■ Exercise instructions ■
Copy the lines of the records below word for word, starting at the line that contains "Target: car roof" and ending at the last line of the records, with both ends included.

Data records:
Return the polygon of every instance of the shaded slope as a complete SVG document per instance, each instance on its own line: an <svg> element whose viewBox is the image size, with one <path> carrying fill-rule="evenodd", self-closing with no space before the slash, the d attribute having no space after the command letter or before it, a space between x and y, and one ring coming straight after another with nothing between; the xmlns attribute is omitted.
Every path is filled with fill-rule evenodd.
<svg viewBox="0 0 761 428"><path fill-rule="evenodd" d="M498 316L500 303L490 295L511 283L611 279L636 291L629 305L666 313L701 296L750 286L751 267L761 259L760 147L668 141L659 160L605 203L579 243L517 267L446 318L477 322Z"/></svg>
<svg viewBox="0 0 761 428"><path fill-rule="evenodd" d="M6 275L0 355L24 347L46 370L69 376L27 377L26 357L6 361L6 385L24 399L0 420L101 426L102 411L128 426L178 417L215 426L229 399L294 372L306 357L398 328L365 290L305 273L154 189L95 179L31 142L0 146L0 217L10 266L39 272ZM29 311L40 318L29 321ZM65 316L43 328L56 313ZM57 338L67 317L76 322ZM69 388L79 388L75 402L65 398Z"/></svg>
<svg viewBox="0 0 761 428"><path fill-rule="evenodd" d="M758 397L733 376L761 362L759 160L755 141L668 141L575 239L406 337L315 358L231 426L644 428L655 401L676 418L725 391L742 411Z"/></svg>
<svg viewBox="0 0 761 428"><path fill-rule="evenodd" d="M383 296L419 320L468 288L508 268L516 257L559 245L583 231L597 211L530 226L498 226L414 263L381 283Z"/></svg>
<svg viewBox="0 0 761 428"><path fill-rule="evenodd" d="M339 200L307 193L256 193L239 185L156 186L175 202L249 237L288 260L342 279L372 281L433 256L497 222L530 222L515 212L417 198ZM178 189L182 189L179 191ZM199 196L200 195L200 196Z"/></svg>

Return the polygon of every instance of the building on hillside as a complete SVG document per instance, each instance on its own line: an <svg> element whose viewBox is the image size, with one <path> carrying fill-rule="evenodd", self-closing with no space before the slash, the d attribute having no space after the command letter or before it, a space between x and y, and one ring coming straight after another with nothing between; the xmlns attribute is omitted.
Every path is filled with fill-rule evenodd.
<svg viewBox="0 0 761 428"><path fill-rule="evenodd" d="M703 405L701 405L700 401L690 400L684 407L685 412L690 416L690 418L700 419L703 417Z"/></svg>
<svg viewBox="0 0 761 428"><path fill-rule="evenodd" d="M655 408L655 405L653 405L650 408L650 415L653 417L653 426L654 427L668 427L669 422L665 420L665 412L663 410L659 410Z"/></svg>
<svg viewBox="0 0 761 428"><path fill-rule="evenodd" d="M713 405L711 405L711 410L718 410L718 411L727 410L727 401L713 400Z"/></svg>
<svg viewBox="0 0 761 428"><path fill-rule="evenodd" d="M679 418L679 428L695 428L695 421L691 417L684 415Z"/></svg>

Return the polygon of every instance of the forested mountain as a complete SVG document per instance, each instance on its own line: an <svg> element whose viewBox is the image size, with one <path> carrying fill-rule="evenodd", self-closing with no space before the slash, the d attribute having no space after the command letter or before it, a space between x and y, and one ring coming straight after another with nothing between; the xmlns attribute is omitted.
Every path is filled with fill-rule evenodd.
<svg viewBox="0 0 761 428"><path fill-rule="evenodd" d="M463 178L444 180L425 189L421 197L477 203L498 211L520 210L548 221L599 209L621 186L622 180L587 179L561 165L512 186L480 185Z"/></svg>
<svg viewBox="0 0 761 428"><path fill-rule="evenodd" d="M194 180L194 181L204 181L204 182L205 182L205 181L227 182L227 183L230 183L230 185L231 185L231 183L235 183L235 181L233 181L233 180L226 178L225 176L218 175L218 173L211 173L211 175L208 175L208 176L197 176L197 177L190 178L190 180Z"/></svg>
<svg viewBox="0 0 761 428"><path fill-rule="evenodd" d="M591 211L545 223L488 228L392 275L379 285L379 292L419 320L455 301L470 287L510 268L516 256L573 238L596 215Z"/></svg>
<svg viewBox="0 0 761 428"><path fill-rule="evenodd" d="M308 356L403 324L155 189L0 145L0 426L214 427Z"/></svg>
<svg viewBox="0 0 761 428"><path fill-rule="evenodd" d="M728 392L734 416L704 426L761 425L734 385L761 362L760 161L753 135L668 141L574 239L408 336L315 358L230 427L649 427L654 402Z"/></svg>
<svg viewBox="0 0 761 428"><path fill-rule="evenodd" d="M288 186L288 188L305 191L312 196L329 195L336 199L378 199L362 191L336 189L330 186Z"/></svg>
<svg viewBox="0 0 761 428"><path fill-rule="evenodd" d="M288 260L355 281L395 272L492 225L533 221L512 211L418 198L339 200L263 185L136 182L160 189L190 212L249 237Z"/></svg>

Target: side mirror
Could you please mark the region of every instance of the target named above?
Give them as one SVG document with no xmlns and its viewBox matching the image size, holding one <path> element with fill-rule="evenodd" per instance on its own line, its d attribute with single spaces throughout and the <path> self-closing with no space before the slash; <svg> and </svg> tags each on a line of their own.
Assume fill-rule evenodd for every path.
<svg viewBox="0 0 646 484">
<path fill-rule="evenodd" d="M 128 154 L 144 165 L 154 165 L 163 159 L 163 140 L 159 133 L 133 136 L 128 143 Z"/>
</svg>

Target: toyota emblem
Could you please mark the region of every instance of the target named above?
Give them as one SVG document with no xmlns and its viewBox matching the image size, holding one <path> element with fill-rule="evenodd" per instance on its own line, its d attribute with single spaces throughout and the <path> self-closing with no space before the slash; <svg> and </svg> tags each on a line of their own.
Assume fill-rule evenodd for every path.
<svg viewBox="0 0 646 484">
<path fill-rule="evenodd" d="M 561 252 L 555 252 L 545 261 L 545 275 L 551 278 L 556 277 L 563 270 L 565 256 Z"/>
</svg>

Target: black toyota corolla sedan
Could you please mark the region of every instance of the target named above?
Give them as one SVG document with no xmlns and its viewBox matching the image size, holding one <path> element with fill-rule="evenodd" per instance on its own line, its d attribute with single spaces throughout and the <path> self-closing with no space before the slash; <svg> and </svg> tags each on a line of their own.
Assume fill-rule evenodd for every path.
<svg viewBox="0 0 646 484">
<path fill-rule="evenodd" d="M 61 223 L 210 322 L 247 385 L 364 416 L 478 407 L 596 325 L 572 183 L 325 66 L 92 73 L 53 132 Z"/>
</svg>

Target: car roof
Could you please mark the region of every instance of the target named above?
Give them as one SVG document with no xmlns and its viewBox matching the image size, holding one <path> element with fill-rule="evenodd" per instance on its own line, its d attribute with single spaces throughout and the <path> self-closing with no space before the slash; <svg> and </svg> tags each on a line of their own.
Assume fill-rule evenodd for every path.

■ Task output ■
Target: car roof
Could you please mark the region of every instance of the target named above?
Give them as one SVG document with no xmlns and its viewBox matching the image size, holding one <path> element with fill-rule="evenodd" per instance on its own line, its d attribute with single spaces throughout and the <path> self-closing with no space before the slash; <svg> and </svg> tags each on a line of their own.
Assume fill-rule evenodd for every path.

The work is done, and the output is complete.